## SOURCE DOCUMENT
━━━━━━━━

That being said, of course there are good journalists out there. For some good journalism on AI, there is the Wading Through AI podcast. or Ed Zitron's work.
Now, I knew that. While the scientific method itself is great, which science gets funded is always biased, even when it is publicly funded.
But you know, I thought scientists at least made sure their alibi was airtight you know?
arXiv, in a recent tweet, made it clear that vibe-written research papers are against their policy. A college professor chipped in asking how can you expect people to read every citation. Maybe it's just me, but that was my genuine expectation. How can you be willing to put your name on a paper that you don't understand fully? Maybe that's just me though, 'cause the bugs come to hunt me later while I sleep anyway, so I better be damn sure I know what it is.
This is a side-point, but with the above points in mind about journalism, I actually find it funny that Wikipedia's policy only accepts information from certain "notable" or "verifiable" sources, like peer-reviewed (😉) scientific papers or serious journalistic (😉) sources.
This came to my attention because the Odin programming language, which I find very enjoyable to write in, and I think is a cool language, has a history with Wikipedia where Wikipedia mods don't want it to have a page.

━━━━━━━━

## WORK TO COMPLETE
1. Condense the paragraph of the excerpt that begins "arXiv, in a recent tweet" into two or three sentences that keep its main facts.
2. Repeat the excerpt word for word, starting with "That being said, of" and going on through "airtight you know?".
The records have no connection to the excerpt.

## DATASET EXCERPTS
━━━━━━━━

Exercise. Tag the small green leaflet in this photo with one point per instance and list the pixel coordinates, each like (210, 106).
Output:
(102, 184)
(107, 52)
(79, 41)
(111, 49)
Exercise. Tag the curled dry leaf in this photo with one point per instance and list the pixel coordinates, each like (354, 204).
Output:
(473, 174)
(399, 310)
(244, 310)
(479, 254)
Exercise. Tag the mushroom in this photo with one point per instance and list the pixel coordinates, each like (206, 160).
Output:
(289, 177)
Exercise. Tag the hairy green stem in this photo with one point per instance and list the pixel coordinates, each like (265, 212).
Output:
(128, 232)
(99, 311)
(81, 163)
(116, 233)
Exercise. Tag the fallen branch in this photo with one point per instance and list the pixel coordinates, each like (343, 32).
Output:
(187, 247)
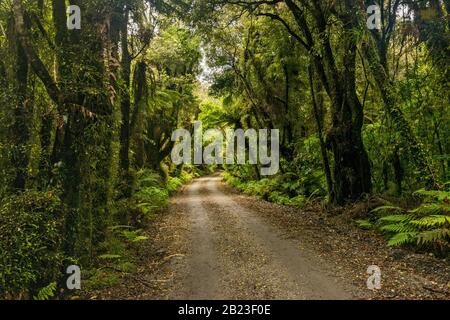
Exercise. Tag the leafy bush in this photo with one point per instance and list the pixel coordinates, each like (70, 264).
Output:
(426, 226)
(30, 242)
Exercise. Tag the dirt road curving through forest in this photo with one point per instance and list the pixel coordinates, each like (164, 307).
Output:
(215, 243)
(234, 254)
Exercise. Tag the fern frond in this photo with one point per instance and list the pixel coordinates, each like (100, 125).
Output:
(387, 209)
(431, 209)
(432, 236)
(398, 228)
(432, 221)
(433, 194)
(399, 218)
(400, 239)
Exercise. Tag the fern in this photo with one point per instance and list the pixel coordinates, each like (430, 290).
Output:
(433, 236)
(428, 224)
(47, 292)
(403, 238)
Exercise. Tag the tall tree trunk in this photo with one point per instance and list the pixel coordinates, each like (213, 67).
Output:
(22, 119)
(126, 99)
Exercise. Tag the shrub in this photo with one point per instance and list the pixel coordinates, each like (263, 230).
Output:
(426, 226)
(30, 242)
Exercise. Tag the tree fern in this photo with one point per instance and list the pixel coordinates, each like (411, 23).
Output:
(428, 224)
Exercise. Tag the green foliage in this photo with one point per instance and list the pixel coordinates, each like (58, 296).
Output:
(427, 225)
(30, 241)
(47, 292)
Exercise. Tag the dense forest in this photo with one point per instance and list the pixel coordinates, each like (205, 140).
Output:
(360, 98)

━━━━━━━━

## EXPECTED OUTPUTS
1. In a recent tweet, arXiv stated that vibe-written research papers go against its policy. A college professor replied by asking how people could be expected to read every citation, which the writer had genuinely assumed was expected. The writer asks how anyone could put their name on a paper they do not fully understand.

2.
That being said, of course there are good journalists out there. For some good journalism on AI, there is the Wading Through AI podcast. or Ed Zitron's work.
Now, I knew that. While the scientific method itself is great, which science gets funded is always biased, even when it is publicly funded.
But you know, I thought scientists at least made sure their alibi was airtight you know?